— WHAT YOU SHOULD DO —
Can you reproduce the entries from the line containing "Pick out each instance of the evergreen" through the end of the entries, swapping "hiker" for "climber" and keeping everything else the same?

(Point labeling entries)

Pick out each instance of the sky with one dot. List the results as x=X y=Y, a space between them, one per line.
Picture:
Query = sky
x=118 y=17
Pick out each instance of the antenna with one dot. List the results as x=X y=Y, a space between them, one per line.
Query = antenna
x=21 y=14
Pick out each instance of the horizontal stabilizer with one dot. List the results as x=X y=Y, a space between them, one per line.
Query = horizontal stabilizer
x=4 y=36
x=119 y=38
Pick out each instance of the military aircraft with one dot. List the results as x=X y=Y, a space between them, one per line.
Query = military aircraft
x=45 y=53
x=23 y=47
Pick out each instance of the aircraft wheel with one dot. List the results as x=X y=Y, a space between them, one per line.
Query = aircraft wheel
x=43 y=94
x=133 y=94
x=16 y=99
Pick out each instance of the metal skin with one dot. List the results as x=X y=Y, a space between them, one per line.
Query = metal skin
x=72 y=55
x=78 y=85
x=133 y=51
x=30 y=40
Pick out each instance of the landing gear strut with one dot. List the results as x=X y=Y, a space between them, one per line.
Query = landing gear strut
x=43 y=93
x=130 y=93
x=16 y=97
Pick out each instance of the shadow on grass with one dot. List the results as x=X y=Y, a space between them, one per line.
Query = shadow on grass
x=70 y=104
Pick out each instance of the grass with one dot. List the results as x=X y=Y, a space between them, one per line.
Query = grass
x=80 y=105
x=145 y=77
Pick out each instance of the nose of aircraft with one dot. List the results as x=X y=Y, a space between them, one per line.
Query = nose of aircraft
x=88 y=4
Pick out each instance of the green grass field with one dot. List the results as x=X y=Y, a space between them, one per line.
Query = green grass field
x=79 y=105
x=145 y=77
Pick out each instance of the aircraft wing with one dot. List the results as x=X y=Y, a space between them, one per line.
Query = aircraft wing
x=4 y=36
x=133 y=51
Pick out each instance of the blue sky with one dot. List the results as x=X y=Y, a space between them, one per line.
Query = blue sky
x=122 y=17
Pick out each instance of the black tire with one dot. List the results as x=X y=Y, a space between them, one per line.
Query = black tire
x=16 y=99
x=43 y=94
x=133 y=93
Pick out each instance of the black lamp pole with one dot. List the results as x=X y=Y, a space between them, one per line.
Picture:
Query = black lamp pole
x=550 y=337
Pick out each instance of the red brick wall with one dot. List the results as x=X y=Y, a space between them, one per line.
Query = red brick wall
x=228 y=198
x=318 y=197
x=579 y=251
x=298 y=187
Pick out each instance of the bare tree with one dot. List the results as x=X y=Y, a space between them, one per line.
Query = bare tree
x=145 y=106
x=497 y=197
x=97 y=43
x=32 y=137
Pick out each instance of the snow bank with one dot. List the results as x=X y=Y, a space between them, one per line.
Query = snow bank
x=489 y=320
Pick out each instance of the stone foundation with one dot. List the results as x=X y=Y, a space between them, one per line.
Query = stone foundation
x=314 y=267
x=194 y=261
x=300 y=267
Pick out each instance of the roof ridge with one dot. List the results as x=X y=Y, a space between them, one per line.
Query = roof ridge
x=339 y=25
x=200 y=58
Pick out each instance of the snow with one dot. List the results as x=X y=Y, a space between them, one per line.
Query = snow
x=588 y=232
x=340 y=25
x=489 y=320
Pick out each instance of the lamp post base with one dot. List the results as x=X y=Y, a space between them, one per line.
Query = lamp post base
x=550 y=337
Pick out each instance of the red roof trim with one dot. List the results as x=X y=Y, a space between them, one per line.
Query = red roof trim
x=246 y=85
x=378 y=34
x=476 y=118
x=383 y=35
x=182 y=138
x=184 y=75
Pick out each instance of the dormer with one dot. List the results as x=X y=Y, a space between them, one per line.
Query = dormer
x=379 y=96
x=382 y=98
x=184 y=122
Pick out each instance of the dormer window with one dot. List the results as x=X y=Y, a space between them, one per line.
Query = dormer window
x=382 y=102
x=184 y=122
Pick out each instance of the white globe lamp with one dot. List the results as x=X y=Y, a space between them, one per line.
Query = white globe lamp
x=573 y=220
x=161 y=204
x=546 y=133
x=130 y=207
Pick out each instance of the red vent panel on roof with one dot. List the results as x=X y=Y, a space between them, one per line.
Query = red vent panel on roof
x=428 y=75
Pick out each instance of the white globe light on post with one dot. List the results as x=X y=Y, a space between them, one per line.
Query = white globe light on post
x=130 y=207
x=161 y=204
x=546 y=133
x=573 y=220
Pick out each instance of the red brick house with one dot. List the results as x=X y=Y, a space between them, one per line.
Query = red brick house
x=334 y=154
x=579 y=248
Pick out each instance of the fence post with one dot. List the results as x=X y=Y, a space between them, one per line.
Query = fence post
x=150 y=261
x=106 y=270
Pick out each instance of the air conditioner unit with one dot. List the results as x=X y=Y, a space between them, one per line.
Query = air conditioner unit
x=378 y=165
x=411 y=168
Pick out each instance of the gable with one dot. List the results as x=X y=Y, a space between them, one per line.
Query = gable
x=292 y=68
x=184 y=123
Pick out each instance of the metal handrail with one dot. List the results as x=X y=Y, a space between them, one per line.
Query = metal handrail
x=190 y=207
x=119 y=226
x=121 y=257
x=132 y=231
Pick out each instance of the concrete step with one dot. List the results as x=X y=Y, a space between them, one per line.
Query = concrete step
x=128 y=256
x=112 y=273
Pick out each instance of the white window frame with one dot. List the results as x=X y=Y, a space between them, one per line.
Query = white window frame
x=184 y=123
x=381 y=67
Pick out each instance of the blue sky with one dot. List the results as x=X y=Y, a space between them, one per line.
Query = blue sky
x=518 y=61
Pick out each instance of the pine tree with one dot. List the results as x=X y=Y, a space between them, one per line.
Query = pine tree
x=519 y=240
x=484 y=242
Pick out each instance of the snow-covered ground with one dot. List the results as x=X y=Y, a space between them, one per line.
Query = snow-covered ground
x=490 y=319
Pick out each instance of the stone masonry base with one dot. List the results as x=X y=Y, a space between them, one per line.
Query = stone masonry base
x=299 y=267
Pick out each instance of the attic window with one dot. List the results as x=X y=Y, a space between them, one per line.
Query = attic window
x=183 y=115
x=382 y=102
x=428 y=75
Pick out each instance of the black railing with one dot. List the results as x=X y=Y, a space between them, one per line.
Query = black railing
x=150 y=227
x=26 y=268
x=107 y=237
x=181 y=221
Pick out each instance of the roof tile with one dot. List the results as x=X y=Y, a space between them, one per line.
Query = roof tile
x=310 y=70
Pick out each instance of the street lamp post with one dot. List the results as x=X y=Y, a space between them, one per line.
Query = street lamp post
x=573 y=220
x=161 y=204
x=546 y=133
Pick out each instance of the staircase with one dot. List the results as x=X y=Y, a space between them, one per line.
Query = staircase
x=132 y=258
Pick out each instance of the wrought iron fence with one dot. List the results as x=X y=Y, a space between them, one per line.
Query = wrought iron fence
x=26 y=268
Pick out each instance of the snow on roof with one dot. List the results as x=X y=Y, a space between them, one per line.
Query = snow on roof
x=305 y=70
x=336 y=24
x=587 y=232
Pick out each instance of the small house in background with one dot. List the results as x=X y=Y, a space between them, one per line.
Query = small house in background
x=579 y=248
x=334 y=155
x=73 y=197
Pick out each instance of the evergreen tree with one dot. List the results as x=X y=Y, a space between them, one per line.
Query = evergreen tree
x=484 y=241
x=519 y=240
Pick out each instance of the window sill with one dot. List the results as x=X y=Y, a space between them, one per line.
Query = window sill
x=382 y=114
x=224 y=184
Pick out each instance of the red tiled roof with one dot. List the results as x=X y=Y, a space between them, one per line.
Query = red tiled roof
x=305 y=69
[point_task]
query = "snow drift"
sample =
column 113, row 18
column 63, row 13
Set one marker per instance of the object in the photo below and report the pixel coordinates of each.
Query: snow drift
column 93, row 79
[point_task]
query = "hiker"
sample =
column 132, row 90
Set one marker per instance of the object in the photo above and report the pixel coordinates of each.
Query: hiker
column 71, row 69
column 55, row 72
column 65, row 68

— EXERCISE OUTPUT —
Pick out each instance of the evergreen tree with one dot. List the results as x=X y=Y, a space between them, one per line.
Query = evergreen tree
x=484 y=241
x=519 y=240
Pick out each instance of the window sill with one dot. List the results as x=X y=Y, a space between them, one per line.
Query = window sill
x=382 y=114
x=224 y=184
Pick out each instance of the red tiled roof with one dot. List the results as x=X y=Y, a space between them, one per line.
Query = red tiled roof
x=305 y=69
[point_task]
query = "snow drift"
sample =
column 113, row 18
column 63, row 13
Set one marker per instance of the object in the photo below and report the pixel coordinates of each.
Query: snow drift
column 93, row 79
[point_task]
query = "climber"
sample =
column 132, row 90
Set one marker per instance of the object in the photo above and report the pixel coordinates of each.
Query: climber
column 71, row 69
column 55, row 72
column 65, row 68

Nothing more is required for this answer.